▸ DIRECTIONS
Everything from the line containing "Q: Identify one point on each instance of the wrought" through the last line of the records below should be printed exactly, please, and nothing else.

(Object location annotation data)
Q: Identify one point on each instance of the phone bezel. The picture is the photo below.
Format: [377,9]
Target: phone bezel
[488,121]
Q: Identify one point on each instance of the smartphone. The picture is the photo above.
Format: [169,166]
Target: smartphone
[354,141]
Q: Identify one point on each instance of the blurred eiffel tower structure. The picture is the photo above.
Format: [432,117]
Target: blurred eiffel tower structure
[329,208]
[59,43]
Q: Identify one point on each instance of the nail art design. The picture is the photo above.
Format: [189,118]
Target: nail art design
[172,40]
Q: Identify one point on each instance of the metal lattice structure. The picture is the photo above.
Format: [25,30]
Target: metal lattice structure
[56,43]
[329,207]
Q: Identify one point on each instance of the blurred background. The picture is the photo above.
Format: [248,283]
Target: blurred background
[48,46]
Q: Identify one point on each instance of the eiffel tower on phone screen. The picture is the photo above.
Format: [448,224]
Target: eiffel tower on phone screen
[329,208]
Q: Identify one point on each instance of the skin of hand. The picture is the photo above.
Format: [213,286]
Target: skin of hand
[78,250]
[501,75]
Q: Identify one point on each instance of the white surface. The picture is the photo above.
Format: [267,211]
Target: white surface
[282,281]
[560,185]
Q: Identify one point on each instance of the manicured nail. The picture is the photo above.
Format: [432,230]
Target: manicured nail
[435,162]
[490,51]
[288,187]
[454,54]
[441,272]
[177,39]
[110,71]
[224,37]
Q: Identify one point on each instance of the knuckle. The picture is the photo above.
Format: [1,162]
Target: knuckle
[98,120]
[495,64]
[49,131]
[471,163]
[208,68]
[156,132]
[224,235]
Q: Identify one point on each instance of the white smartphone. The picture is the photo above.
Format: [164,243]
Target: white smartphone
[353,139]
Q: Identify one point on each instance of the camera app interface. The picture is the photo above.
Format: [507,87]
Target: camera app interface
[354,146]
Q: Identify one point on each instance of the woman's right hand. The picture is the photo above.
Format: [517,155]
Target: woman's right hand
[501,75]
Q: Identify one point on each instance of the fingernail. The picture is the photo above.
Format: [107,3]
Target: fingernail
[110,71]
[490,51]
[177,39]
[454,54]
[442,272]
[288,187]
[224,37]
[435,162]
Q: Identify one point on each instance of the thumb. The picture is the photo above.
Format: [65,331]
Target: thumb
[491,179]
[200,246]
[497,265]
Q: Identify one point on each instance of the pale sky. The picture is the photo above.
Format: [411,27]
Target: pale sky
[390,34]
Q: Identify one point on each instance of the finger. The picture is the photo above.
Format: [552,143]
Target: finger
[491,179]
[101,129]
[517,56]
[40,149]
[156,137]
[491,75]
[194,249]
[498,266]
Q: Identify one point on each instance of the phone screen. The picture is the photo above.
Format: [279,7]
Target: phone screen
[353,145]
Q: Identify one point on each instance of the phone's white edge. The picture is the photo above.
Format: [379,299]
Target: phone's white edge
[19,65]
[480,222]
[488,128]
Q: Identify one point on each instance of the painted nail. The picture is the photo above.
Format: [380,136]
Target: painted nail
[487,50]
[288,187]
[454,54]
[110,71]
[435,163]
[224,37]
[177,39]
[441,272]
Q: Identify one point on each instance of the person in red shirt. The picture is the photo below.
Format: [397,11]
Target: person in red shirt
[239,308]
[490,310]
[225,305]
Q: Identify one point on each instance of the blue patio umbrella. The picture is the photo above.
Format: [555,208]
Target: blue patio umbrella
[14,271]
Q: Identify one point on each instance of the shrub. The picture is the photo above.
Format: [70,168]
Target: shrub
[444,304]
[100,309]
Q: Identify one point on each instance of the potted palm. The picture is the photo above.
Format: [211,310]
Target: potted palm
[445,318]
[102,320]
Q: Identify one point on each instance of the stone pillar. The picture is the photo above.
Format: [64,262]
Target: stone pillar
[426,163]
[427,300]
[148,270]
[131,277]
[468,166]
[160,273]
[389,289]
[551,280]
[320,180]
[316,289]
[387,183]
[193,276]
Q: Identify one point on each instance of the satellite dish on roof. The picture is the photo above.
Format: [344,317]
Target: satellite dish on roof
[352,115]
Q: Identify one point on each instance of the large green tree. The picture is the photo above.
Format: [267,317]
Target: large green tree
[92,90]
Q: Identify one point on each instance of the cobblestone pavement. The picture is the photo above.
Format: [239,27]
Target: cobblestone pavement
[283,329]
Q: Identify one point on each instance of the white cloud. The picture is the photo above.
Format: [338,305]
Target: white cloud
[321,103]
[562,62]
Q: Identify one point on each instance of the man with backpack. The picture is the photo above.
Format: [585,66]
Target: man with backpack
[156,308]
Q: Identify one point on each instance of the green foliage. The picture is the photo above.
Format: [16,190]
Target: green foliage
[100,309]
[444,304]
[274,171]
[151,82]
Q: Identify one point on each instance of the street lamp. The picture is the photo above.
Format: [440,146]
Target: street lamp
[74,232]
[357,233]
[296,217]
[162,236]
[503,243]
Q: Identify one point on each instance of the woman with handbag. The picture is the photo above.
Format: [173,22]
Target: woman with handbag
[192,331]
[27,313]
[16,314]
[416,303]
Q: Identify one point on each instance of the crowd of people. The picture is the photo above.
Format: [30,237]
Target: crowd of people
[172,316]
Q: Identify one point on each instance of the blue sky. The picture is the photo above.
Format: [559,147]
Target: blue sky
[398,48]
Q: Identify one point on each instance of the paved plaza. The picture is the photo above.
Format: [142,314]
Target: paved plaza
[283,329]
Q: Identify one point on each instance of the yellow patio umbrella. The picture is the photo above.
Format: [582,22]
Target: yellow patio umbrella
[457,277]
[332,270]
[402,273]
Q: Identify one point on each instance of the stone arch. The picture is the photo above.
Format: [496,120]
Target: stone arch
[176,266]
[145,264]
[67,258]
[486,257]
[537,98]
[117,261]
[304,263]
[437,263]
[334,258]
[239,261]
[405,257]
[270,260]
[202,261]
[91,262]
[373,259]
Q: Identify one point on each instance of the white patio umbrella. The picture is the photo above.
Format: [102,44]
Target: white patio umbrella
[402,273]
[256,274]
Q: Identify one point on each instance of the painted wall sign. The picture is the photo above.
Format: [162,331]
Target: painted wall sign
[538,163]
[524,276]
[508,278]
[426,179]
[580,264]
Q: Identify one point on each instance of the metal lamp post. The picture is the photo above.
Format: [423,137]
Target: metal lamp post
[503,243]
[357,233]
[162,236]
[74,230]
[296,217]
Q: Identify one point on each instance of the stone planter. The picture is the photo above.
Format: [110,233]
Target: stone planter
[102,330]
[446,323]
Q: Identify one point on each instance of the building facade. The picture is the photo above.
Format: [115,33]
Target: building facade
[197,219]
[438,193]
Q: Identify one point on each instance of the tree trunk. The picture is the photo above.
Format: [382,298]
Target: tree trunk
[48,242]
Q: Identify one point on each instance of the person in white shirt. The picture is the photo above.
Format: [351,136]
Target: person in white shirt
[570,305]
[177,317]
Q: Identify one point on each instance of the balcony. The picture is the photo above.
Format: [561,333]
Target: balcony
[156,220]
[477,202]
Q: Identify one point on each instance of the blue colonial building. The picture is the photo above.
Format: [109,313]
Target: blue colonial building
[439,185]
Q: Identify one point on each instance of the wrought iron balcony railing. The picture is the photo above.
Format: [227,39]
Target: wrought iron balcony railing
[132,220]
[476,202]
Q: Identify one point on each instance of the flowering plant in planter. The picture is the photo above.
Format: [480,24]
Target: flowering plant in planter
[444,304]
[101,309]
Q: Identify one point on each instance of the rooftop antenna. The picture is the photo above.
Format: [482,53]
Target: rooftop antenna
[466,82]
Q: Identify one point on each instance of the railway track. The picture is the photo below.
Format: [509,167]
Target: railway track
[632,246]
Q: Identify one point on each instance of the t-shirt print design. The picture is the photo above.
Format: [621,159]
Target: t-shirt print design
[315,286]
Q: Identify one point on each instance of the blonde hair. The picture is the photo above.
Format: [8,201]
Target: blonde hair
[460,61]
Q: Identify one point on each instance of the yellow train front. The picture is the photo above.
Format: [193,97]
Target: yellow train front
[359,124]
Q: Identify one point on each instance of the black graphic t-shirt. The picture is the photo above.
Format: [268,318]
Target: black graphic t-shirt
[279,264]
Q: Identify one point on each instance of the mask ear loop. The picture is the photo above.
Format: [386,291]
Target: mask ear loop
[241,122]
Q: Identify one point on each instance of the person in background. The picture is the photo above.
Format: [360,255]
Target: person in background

▸ FINAL RESULT
Q: Identify one point on each instance of the wrought iron balcony railing. The picture is the photo above.
Format: [227,39]
Target: wrought iron balcony railing
[132,220]
[476,202]
Q: Identify one point on each instance of the flowering plant in planter. The picture is the photo above.
Format: [480,24]
Target: flowering plant in planter
[444,304]
[101,309]
Q: Identify one point on each instance of the rooftop antenna. The picture is the photo above.
Format: [482,53]
Target: rooftop antenna
[466,82]
Q: Identify one point on each instance of the railway track. The picture is the photo below.
Format: [509,167]
Target: railway track
[632,246]
Q: Identify one point on each instance of the t-shirt print design. The picture is the photo above.
Format: [621,159]
Target: t-shirt print design
[315,286]
Q: Identify one point on each instance of the blonde hair. The picture is the photo above.
Format: [8,201]
Target: blonde hair
[460,61]
Q: Identify one point on each instance of the yellow train front. The picture is the photo above.
Format: [193,97]
Target: yellow train front
[359,124]
Q: Identify one point on each instance of the black graphic t-shirt. The picture is the photo above.
Format: [268,318]
Target: black graphic t-shirt
[279,264]
Q: Identify one point on each instance of the mask ear loop. The picture is the photo above.
Format: [386,291]
Target: mask ear loop
[241,122]
Q: Identify one point on each instance of the person in background. The picture is the photo above.
Format: [360,255]
Target: person in background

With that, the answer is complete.